Data to use:
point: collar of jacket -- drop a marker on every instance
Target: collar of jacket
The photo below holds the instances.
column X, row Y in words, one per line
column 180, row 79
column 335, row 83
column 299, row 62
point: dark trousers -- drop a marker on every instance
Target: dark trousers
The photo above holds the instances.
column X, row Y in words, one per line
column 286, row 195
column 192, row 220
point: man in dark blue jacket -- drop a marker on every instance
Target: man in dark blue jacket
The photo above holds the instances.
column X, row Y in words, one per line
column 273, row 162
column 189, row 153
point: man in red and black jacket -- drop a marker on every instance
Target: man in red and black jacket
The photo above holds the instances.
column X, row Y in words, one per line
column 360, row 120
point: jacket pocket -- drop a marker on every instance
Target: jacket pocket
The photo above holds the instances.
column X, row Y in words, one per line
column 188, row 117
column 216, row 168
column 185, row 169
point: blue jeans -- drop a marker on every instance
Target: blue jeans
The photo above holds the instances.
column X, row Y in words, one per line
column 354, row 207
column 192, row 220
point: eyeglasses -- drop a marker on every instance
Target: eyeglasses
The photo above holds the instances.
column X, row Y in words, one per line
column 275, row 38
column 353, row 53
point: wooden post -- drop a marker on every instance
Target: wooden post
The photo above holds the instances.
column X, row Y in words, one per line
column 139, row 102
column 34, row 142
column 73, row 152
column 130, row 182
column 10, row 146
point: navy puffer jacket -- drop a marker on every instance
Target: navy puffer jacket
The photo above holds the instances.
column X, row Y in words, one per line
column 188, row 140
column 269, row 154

Problem statement: Copy every line above without changes.

Task solution:
point: collar of jacket -- drop a marker on every instance
Target: collar of jacket
The photo below holds the instances.
column X, row Y in words, one per line
column 180, row 79
column 335, row 83
column 299, row 62
point: dark trousers -- drop a marker on every instance
Target: dark trousers
The photo above holds the instances.
column X, row Y in words, one per line
column 286, row 195
column 192, row 220
point: man in dark blue jacket -- drop a marker on every instance
Target: man in dark blue jacket
The photo above holds the instances.
column X, row Y in words, one per line
column 273, row 162
column 189, row 153
point: man in red and black jacket -- drop a marker on every instance
Target: man in red and black jacket
The photo above holds the instances.
column X, row Y in words, one per line
column 360, row 120
point: jacket pocket -- drop a marker on every instance
Target: jacket pocket
The photo above holds the instances.
column X, row Y in words, one per line
column 188, row 117
column 216, row 168
column 185, row 169
point: blue jeans -- drop a marker on every instance
Target: blue jeans
The photo above holds the instances.
column X, row Y in words, one per line
column 354, row 207
column 192, row 220
point: eyeglasses -- drop a marker on every instance
Target: eyeglasses
The photo above holds the instances.
column X, row Y in words, one per line
column 275, row 38
column 353, row 53
point: wooden post -- drop a marker on every instance
Target: wooden post
The photo above holds the instances.
column X, row Y in words, one per line
column 139, row 102
column 34, row 142
column 73, row 152
column 130, row 182
column 10, row 146
point: navy puffer jacket -- drop a marker on every instance
Target: navy puffer jacket
The photo above holds the instances.
column X, row Y in words, one per line
column 188, row 140
column 269, row 154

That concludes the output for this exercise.